## WHAT YOU WILL DO
Nothing but the lines from the one containing "the red wooden" to the end of the data should be returned, each exactly as written.

# # #

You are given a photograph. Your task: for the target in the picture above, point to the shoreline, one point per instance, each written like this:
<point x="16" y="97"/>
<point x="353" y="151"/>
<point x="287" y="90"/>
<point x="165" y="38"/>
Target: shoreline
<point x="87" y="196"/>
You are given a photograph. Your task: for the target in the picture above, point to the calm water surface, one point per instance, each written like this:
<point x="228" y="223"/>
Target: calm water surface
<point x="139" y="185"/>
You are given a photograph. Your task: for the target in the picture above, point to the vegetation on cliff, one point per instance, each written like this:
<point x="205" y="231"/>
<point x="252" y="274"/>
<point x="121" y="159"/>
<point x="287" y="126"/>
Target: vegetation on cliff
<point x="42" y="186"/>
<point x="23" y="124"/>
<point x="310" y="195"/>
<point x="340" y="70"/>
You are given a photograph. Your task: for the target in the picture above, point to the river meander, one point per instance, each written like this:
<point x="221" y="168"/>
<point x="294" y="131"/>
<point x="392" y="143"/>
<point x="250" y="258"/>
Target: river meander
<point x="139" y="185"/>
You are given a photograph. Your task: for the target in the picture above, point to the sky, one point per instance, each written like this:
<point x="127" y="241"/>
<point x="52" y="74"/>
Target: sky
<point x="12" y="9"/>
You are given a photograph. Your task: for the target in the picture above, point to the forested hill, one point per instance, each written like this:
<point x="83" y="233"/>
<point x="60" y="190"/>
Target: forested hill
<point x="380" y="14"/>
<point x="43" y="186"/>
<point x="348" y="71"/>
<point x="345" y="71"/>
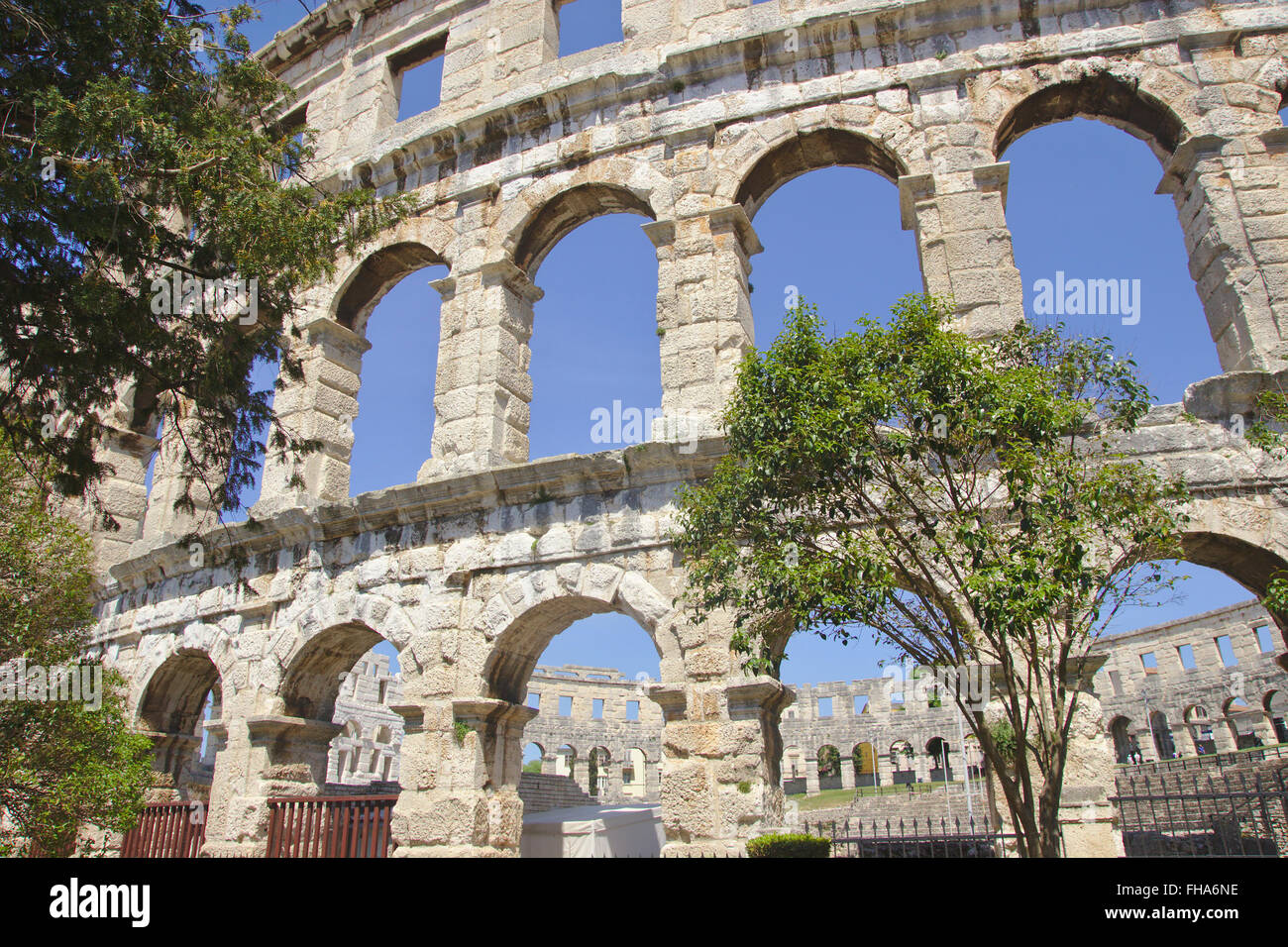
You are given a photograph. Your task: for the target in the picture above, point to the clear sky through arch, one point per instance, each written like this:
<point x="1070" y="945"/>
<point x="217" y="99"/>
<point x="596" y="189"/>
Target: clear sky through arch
<point x="1080" y="200"/>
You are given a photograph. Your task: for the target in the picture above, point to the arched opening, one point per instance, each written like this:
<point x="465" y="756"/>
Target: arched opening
<point x="1171" y="651"/>
<point x="940" y="766"/>
<point x="1199" y="725"/>
<point x="1120" y="728"/>
<point x="1241" y="720"/>
<point x="1117" y="264"/>
<point x="634" y="774"/>
<point x="180" y="702"/>
<point x="1162" y="736"/>
<point x="587" y="25"/>
<point x="1099" y="97"/>
<point x="597" y="772"/>
<point x="590" y="668"/>
<point x="566" y="763"/>
<point x="390" y="304"/>
<point x="827" y="214"/>
<point x="902" y="762"/>
<point x="533" y="759"/>
<point x="864" y="758"/>
<point x="595" y="352"/>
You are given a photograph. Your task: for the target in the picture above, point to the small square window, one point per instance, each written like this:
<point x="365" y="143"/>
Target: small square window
<point x="417" y="73"/>
<point x="588" y="24"/>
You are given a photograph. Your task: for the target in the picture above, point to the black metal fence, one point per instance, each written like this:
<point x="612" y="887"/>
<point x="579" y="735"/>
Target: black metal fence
<point x="914" y="838"/>
<point x="1203" y="814"/>
<point x="1214" y="761"/>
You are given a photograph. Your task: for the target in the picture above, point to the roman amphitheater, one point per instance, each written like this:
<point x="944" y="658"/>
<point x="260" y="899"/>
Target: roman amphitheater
<point x="691" y="123"/>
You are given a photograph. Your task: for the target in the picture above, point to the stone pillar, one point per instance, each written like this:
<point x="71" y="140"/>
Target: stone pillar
<point x="1087" y="818"/>
<point x="1232" y="197"/>
<point x="277" y="755"/>
<point x="167" y="483"/>
<point x="703" y="315"/>
<point x="848" y="777"/>
<point x="652" y="780"/>
<point x="720" y="768"/>
<point x="123" y="493"/>
<point x="811" y="788"/>
<point x="460" y="791"/>
<point x="321" y="406"/>
<point x="1089" y="821"/>
<point x="965" y="245"/>
<point x="172" y="751"/>
<point x="483" y="385"/>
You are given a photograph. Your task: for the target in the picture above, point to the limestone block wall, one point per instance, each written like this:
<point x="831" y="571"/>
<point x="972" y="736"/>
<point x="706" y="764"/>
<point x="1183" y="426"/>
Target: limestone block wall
<point x="370" y="744"/>
<point x="1171" y="710"/>
<point x="690" y="123"/>
<point x="599" y="703"/>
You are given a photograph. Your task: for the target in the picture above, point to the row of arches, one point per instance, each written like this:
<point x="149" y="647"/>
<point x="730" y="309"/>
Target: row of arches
<point x="1237" y="725"/>
<point x="529" y="234"/>
<point x="599" y="772"/>
<point x="867" y="766"/>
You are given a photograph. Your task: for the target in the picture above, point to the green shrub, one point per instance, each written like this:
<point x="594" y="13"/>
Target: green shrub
<point x="789" y="845"/>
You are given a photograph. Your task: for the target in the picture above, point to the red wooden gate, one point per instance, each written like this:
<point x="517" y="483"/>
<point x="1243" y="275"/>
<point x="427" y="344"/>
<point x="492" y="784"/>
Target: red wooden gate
<point x="166" y="830"/>
<point x="330" y="826"/>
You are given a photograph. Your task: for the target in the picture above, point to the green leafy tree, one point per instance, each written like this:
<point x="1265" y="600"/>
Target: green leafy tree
<point x="62" y="763"/>
<point x="958" y="497"/>
<point x="828" y="762"/>
<point x="1267" y="432"/>
<point x="142" y="144"/>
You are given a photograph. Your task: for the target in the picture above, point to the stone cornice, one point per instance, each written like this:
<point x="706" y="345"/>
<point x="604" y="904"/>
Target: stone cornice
<point x="648" y="75"/>
<point x="472" y="493"/>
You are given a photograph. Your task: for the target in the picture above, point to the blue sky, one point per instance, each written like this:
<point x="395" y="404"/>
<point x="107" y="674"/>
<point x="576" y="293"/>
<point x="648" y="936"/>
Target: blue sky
<point x="1081" y="201"/>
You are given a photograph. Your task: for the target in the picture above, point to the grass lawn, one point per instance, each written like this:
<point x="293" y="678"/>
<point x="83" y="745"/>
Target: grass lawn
<point x="829" y="799"/>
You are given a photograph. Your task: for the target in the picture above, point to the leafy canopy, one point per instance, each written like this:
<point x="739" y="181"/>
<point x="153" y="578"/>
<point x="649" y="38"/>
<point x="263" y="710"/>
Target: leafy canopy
<point x="62" y="764"/>
<point x="943" y="491"/>
<point x="140" y="138"/>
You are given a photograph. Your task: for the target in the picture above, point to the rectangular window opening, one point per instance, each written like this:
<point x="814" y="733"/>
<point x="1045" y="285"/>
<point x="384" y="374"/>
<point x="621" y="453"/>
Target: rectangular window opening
<point x="291" y="128"/>
<point x="417" y="73"/>
<point x="1116" y="680"/>
<point x="588" y="25"/>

# # #

## WRITTEN REPLY
You are given a photograph. Your task: for the target in the picture above, point to the red wooden gate, one point per instance, each written like this:
<point x="517" y="483"/>
<point x="1243" y="275"/>
<point x="427" y="344"/>
<point x="492" y="784"/>
Target: red wooden gate
<point x="166" y="830"/>
<point x="330" y="826"/>
You are given a photograph. Your task: for the target in the picture above, point to the green leafy tree, one point per instance, each written like this:
<point x="1265" y="600"/>
Target: green leafy tree
<point x="62" y="763"/>
<point x="958" y="497"/>
<point x="828" y="762"/>
<point x="1267" y="432"/>
<point x="142" y="144"/>
You are given a photograph. Your task: for the target in the picture above, point to the stone cornice, one point per instance, each written like this:
<point x="706" y="345"/>
<point x="604" y="904"/>
Target: stone cornice
<point x="648" y="75"/>
<point x="472" y="493"/>
You are given a photograph. Your task: for the target in the picture above, point to the blue sky, one point per instance, each written like this:
<point x="395" y="404"/>
<point x="107" y="674"/>
<point x="576" y="293"/>
<point x="648" y="936"/>
Target: blue sky
<point x="1081" y="201"/>
You are given a photograph. Your task: for the target in the picture above, point to the grass lawn, one point per instance, each written like this:
<point x="293" y="678"/>
<point x="83" y="745"/>
Target: grass lawn
<point x="829" y="799"/>
You are given a photograph. Your task: for the target in the picture above, point to the leafy canopy, one point per instance, each written like this:
<point x="739" y="181"/>
<point x="153" y="578"/>
<point x="649" y="38"/>
<point x="263" y="710"/>
Target: leafy canopy
<point x="62" y="764"/>
<point x="943" y="491"/>
<point x="140" y="138"/>
You are given a photograph. Your task: for the target in the picture above, point to the rectangular window opening, one point per instance, each written like this:
<point x="814" y="733"/>
<point x="1045" y="285"/>
<point x="384" y="374"/>
<point x="621" y="453"/>
Target: rectangular window opening
<point x="291" y="128"/>
<point x="417" y="73"/>
<point x="1116" y="680"/>
<point x="588" y="25"/>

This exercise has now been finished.